(Raw records)
>> BEGIN

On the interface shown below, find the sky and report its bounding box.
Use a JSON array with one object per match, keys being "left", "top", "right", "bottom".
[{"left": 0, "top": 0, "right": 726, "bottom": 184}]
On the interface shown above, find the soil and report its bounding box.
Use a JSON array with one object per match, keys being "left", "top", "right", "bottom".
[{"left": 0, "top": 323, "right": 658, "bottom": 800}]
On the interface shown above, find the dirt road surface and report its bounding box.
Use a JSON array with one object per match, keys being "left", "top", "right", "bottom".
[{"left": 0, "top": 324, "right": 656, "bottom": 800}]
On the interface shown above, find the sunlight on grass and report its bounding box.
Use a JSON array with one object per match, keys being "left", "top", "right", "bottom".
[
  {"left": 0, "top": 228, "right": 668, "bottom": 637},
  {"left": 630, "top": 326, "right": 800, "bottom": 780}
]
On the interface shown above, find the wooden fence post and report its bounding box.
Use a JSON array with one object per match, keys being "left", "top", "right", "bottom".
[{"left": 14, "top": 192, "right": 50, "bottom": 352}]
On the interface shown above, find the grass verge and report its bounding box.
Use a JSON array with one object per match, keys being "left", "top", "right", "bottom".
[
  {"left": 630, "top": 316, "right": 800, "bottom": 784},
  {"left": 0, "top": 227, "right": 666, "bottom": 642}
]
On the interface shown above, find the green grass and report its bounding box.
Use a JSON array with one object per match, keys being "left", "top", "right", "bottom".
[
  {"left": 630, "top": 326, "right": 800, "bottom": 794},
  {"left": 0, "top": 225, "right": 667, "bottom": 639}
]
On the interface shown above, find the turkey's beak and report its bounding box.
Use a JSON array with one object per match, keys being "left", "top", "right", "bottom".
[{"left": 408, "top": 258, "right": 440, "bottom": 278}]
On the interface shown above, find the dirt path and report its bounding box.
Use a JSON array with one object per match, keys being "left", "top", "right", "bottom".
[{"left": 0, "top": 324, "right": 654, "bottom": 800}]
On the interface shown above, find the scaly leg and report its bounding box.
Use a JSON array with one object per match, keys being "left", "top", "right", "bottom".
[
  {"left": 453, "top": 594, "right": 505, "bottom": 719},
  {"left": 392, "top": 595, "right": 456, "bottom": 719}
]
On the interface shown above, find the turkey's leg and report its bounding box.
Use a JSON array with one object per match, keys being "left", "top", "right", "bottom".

>> END

» SHORT PROBLEM
Reproduce the full listing word for word.

» WRITTEN RESPONSE
On the interface shown below, find the sky and report its bounding box.
Use a JSON array with one object per match, keys being "left", "top", "right", "bottom".
[{"left": 0, "top": 0, "right": 726, "bottom": 184}]
On the interface shown above, find the soil and report its bounding box.
Use a JSON array with one object per match, keys being "left", "top", "right", "bottom".
[{"left": 0, "top": 323, "right": 658, "bottom": 800}]
On the interface shown above, find the dirt road surface and report its bounding box.
Use a JSON array with one object per match, keys being "left", "top", "right", "bottom".
[{"left": 0, "top": 324, "right": 656, "bottom": 800}]
On the interface shown above, find the sunlight on grass and report its bounding box.
Use a JSON array with one object per match, keys being "left", "top", "right", "bottom".
[
  {"left": 0, "top": 228, "right": 668, "bottom": 637},
  {"left": 630, "top": 326, "right": 800, "bottom": 780}
]
On the interface shown above, find the wooden fence post and report its bounding box.
Use a JSON array with one object per match, keys being "left", "top", "right", "bottom".
[{"left": 14, "top": 192, "right": 50, "bottom": 352}]
On the interface shown above, find the grass verge and report its bounding box.
Use a JSON array with one object per match, keys being "left", "top", "right", "bottom".
[
  {"left": 630, "top": 316, "right": 800, "bottom": 784},
  {"left": 0, "top": 227, "right": 666, "bottom": 642}
]
On the interface shown above, find the green grass and report its bounding box.
Use a JSON array with one object per match, keys being "left", "top", "right", "bottom".
[
  {"left": 630, "top": 326, "right": 800, "bottom": 794},
  {"left": 0, "top": 225, "right": 667, "bottom": 639}
]
On the interface shown above, find the turkey's beak and report its bounding box.
Use a JSON array with one object per match, keys being "left", "top", "right", "bottom".
[{"left": 408, "top": 258, "right": 440, "bottom": 278}]
On the interface shown above, find the dirt path and report its bounding box.
Use a JSON array with one object per match, keys being "left", "top", "right", "bottom".
[{"left": 0, "top": 324, "right": 654, "bottom": 800}]
On the interface shown above, find the scaly leg and report its bounding box.
Use a JSON array with one object per match, keys being "left", "top", "right", "bottom".
[
  {"left": 453, "top": 594, "right": 505, "bottom": 719},
  {"left": 392, "top": 595, "right": 456, "bottom": 719}
]
On the interface shown above, find the turkey's leg and report its bounding box.
Use a JSON array with one object per match, keys being "left", "top", "right", "bottom".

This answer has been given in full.